-- START Record list --

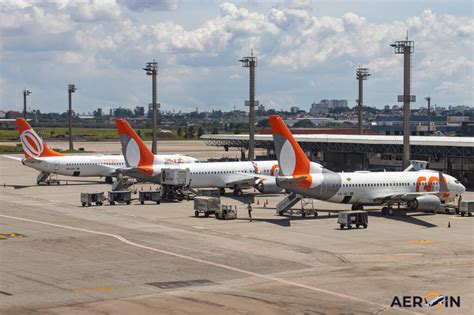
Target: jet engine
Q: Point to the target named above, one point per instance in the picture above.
(268, 186)
(426, 203)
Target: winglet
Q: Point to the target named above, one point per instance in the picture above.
(292, 160)
(33, 146)
(135, 152)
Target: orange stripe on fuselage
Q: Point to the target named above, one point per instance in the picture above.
(146, 157)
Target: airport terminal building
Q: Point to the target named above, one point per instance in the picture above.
(453, 155)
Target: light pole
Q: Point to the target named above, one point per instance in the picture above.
(407, 48)
(361, 75)
(251, 62)
(151, 68)
(428, 98)
(71, 89)
(25, 94)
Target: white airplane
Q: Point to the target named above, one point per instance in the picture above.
(234, 175)
(40, 157)
(420, 190)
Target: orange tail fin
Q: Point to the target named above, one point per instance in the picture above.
(135, 152)
(292, 160)
(33, 145)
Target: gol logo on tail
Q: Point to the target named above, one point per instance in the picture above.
(32, 144)
(429, 186)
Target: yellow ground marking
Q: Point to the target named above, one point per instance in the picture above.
(421, 242)
(211, 263)
(94, 289)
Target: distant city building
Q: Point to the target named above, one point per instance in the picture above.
(294, 109)
(324, 106)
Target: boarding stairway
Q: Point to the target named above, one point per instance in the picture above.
(287, 203)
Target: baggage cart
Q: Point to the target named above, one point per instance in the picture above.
(123, 196)
(151, 195)
(207, 205)
(348, 218)
(211, 192)
(466, 207)
(226, 212)
(90, 198)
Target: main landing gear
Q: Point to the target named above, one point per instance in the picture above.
(388, 211)
(357, 206)
(238, 192)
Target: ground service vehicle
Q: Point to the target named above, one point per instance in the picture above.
(207, 205)
(348, 218)
(466, 207)
(90, 198)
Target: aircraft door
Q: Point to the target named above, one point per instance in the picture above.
(324, 187)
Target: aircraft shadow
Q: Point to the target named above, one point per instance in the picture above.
(333, 214)
(404, 217)
(70, 183)
(281, 222)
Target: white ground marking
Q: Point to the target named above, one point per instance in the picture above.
(207, 262)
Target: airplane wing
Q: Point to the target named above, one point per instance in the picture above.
(242, 179)
(248, 179)
(134, 171)
(112, 169)
(13, 157)
(394, 198)
(290, 179)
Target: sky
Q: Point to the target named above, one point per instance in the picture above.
(306, 51)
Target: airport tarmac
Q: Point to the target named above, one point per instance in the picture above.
(58, 257)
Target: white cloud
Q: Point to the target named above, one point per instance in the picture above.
(97, 38)
(93, 10)
(142, 5)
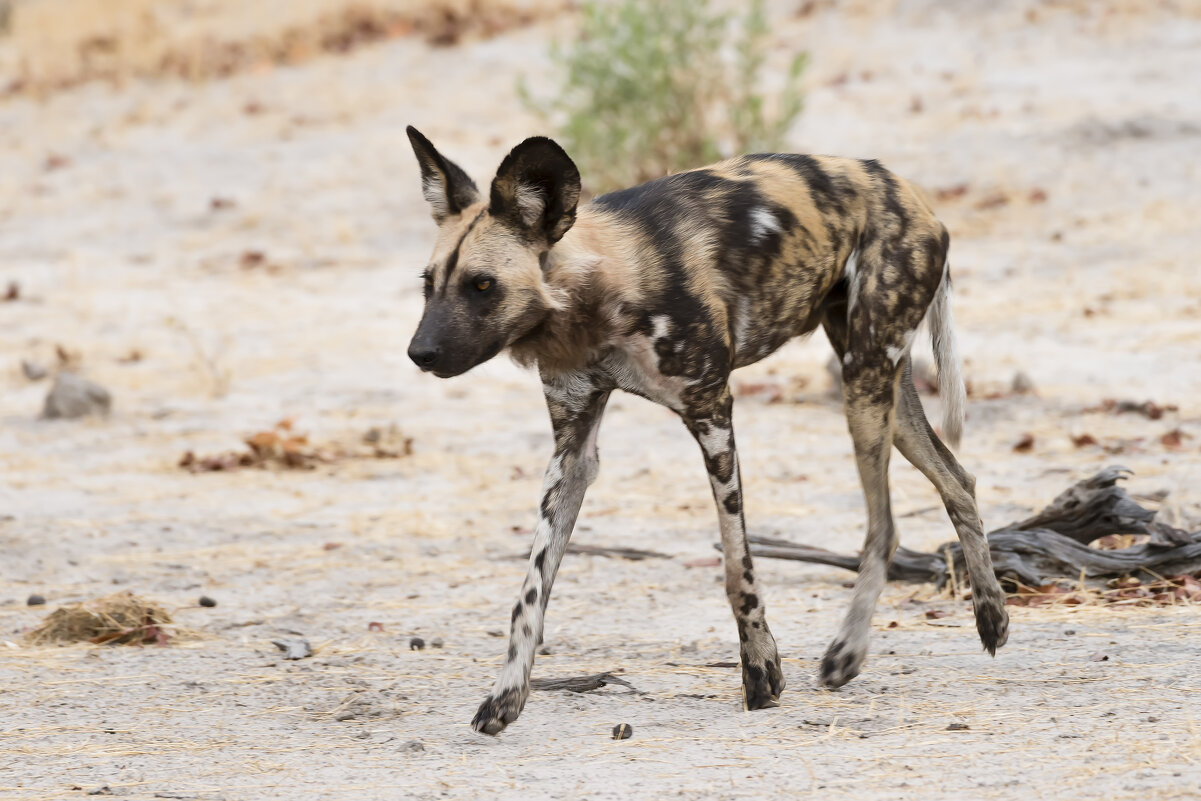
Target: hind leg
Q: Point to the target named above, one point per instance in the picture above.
(919, 443)
(868, 387)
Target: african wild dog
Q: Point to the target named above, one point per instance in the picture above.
(662, 290)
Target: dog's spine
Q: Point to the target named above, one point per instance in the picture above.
(951, 389)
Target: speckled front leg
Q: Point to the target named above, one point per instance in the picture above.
(762, 676)
(575, 405)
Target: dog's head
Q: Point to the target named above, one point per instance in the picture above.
(484, 285)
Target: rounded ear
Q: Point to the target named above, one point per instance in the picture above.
(537, 189)
(444, 185)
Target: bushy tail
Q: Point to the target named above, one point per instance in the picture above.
(950, 377)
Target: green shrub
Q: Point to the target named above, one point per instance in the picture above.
(653, 87)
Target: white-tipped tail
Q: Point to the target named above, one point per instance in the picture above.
(950, 376)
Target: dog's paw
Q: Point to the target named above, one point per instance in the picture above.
(499, 710)
(992, 622)
(842, 662)
(763, 680)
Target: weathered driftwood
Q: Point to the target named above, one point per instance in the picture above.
(1052, 544)
(633, 554)
(580, 683)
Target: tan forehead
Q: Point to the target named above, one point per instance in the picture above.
(474, 233)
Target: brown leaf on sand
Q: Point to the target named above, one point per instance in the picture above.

-- END Record list --

Write out every line above again, from the line with "Target: weathered driftwood" through the final line, adding 102 to each coordinate in the answers and keeping all other lines unchanged.

**The response:**
Target: weathered driftwood
Q: Point to the target named above, one point per instance in the picture above.
(1154, 646)
(735, 656)
(682, 785)
Target: tan forehead
Q: Point to the target named above, one point per instance in the picture above.
(576, 335)
Target: brown leaf on sand
Q: Point to the target named above, one point per instance in the picture above.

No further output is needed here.